__What is needed__: Output all the records word for word. Drop the pictures.

__Material shown__:
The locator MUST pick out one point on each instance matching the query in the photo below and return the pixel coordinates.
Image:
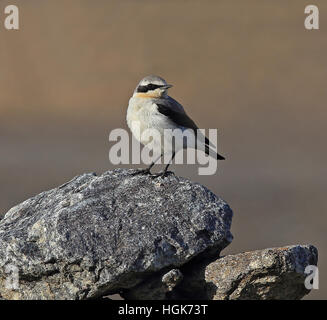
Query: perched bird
(151, 108)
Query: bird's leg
(165, 172)
(147, 170)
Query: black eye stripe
(148, 87)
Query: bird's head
(152, 87)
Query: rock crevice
(131, 234)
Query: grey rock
(100, 235)
(155, 288)
(274, 273)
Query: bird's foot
(162, 174)
(142, 171)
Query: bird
(150, 107)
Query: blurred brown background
(248, 68)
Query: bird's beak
(167, 86)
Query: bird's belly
(148, 127)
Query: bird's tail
(213, 153)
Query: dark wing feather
(180, 118)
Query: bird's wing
(175, 112)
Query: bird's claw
(141, 171)
(162, 174)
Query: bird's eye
(148, 87)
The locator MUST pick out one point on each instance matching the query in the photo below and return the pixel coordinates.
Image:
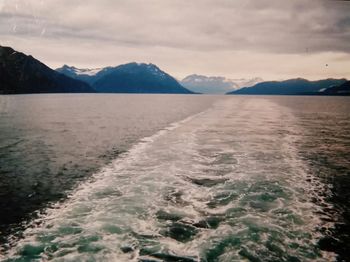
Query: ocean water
(189, 178)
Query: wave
(223, 185)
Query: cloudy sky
(233, 38)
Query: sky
(271, 39)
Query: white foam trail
(231, 175)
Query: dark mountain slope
(22, 74)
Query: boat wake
(226, 184)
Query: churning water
(236, 181)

__Result below__:
The locator MUST pick out one point on each instance matching the query in the photo below and return the pixel coordinates.
Image:
Query: perched bird
(151, 108)
Query: bird's leg
(165, 172)
(147, 170)
Query: black eye stripe
(148, 87)
Query: bird's head
(152, 87)
Query: rock crevice
(131, 234)
Query: grey rock
(100, 235)
(155, 288)
(274, 273)
Query: bird's foot
(162, 174)
(142, 171)
Query: bird
(150, 107)
Query: blurred brown background
(248, 68)
Query: bird's beak
(167, 86)
Query: bird's belly
(148, 127)
Query: bird's tail
(213, 153)
Query: dark wing feather
(180, 118)
Query: bird's wing
(175, 112)
Query: bird's claw
(141, 171)
(162, 174)
Query: bird's eye
(148, 87)
The locator MUST pick out one point on each instance matching the query in the photo below and return the pixel coordinates.
Image:
Query: ocean water
(189, 178)
Query: wave
(223, 185)
Query: cloudy sky
(233, 38)
Query: sky
(271, 39)
Query: white foam trail
(231, 175)
Query: dark mountain slope
(22, 74)
Query: boat wake
(226, 184)
Query: churning water
(236, 181)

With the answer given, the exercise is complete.